# Teks Bacaan:
————
Ekonomi Rakyat Menggeliat di Situ Gunung
Dulu, kalau melakukan trekking ke Curug Sawer, wisatawan musti berjalan kaki mengitari punggungan. Perjalanan dimulai dari pintu gerbang di pertigaan tepat dekat pos Perhutani Kadudampit lalu menerobos sekitar 1,5 jam perjalanan. Kemudian menjejak kaki ke jalan setapak, naik turun, hingga mencapai sudut punggungan. Air sungai memancar dari gunung Pangrango, melewati air terjun setinggi 30 meteran di curug itu, lalu mengalir terus ke arah Sukabumi.
Kini, berkat jembatan gantung perjalanan dipangkas. Suspension bridge sepanjang 243 meter itu memotong jalur, mengantarkan dari punggungan satu ke punggungan lain. Sehingga praktis jarak tempuh dan waktunya lebih pendek. Paling banter hanya butuh 30 menit saja.
Dulu, kawasan wisata alam yang lahannya milik Perhutani ini menawarkan dua destinasi. Pertama, rekreasi tepi danau Situ Gunung dan trekking curug Sawer. Sehari selesai untuk menjajaki dua destinasi itu.
Kini, obyeknya bertambah lagi. Yakni meniti jembatan yang tercatat merupakan suspension bridge terpanjang di Indonesia. Suasana yang ditawarkannya pun berbeda antara siang atau sore dengan malam. Kala malam, juluran lampu LED menyala indah menuai eksotisme tersendiri.
Begitulah, kawasan Situ Gunung saat ini kian diakrabi wisatawan. Media sosial tak hanya mengumandangkan nama Situ Gunung yang berbeda lewat rangkaian foto dan video para netizen. Namun juga menjadi katalisator warga dunia barat dengan penduduk lokal.
Adalah Dede Asad Komarudin, pria setempat mengakuinya, Suspension Bridge Situ Gunung (demikian nama destinasi itu) menarik minat begitu banyak pasang mata. Ia pula sosok yang terlibat dalam proses pembangunan dan pengembangan jembatan gantung selebar 1,8 meter ini.
Pertengahan tahun 2017, dimulailah pembangunan jembatan. Prosesnya memakan waktu cukup lama. Jembatan tidak hanya mengantar ke curug, namun juga memandu ke kawasan kemping mewah berstandar hotel berbintang alias glamping. Glamping ini kemudian melengkapi glamping Tanah Kita yang dikelola Rakata sejak lama.
Kang Dede, begitu ia akrab disapa, berbekal pengalaman membuka kawasan wisata alam dan mengelola glamping, memotori aktivitas rekreasi baru ini. Masyarakat lokal diajak serta. “Warga sini juga yang membangun,” ingatnya.
————
# Data:
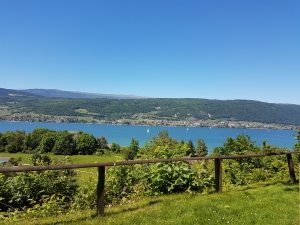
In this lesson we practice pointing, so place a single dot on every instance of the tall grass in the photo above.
(265, 204)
————
# Tugas Latihan:
• 1. Tentukan apakah tiap pernyataan berikut sesuai dengan teks bacaan: (a) Jembatan gantung di Situ Gunung panjangnya 243 meter. (b) Pembangunan jembatan dimulai pada awal tahun 2017. (c) Air terjun di Curug Sawer tingginya sekitar 30 meter. Jawab ya atau tidak, lalu kutip kata-kata teks yang menjadi penentunya.
• 2. Salinlah bagian teks bacaan mulai dari "Kini, berkat jembatan" sampai dengan "dua destinasi itu.".
Kerjakan semuanya hanya berdasarkan teks bacaan.

# Kunci Jawaban:
• 1.
(a) Ya: "Suspension bridge sepanjang 243 meter itu memotong jalur"
(b) Tidak: "Pertengahan tahun 2017, dimulailah pembangunan jembatan."
(c) Ya: "melewati air terjun setinggi 30 meteran di curug itu"

• 2.
Kini, berkat jembatan gantung perjalanan dipangkas. Suspension bridge sepanjang 243 meter itu memotong jalur, mengantarkan dari punggungan satu ke punggungan lain. Sehingga praktis jarak tempuh dan waktunya lebih pendek. Paling banter hanya butuh 30 menit saja.
Dulu, kawasan wisata alam yang lahannya milik Perhutani ini menawarkan dua destinasi. Pertama, rekreasi tepi danau Situ Gunung dan trekking curug Sawer. Sehari selesai untuk menjajaki dua destinasi itu.